• [Dataset extract]:
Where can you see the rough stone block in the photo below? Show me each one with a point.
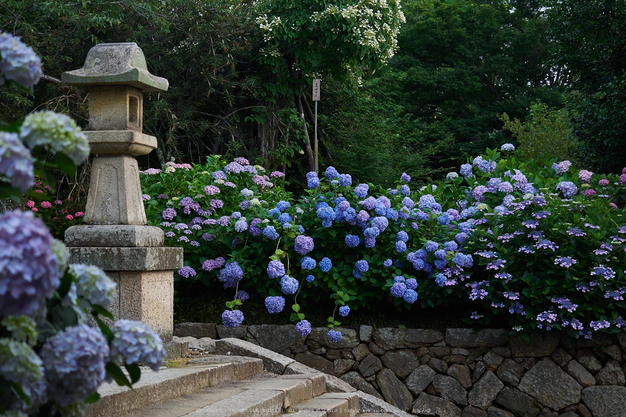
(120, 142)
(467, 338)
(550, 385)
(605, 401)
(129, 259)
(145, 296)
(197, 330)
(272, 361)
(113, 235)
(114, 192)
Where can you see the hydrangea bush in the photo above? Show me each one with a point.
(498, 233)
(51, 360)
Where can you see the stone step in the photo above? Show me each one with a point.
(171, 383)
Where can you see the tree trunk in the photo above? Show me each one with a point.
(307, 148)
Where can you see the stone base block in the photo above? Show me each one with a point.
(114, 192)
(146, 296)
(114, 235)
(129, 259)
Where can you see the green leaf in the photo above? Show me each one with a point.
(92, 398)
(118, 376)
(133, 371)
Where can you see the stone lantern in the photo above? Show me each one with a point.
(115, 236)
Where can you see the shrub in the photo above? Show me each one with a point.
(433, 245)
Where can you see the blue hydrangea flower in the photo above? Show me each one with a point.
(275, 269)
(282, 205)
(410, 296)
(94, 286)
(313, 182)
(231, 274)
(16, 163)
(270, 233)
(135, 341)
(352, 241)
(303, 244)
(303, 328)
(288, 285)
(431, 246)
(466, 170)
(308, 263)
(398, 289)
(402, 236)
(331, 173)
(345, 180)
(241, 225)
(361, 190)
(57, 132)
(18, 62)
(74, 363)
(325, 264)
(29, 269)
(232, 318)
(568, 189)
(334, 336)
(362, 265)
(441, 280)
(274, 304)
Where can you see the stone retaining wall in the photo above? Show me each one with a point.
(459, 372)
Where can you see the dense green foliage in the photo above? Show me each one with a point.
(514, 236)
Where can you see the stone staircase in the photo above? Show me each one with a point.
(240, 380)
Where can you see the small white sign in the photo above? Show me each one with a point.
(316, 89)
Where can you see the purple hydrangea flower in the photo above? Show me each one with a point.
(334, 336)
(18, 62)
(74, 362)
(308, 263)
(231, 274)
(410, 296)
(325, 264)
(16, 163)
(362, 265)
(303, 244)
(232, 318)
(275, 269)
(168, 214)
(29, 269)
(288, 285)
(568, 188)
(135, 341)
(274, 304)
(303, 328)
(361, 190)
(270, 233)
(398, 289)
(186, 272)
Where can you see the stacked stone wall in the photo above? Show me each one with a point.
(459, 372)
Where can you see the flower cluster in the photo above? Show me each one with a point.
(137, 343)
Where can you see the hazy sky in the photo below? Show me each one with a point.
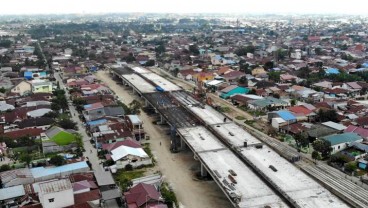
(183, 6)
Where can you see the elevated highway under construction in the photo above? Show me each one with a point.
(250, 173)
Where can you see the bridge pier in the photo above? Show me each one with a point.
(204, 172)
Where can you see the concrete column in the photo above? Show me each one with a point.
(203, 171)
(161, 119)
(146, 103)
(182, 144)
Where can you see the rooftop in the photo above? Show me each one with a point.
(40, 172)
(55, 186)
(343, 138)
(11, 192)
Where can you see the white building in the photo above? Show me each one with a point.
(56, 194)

• [Problem requirements]: Print exactly, and only, the lines from the line that contains "Where can you see the concrete" through the last line of the records.

• [Solution to this task]:
Where can you see the concrete column in the photo above? Show me each one with a point.
(203, 171)
(161, 119)
(146, 103)
(182, 144)
Where can you see the rooftop in the photo above? Show me each one with a point.
(40, 172)
(55, 186)
(343, 138)
(11, 192)
Where can you see the white building in the photo above? Show me each one with a point.
(56, 194)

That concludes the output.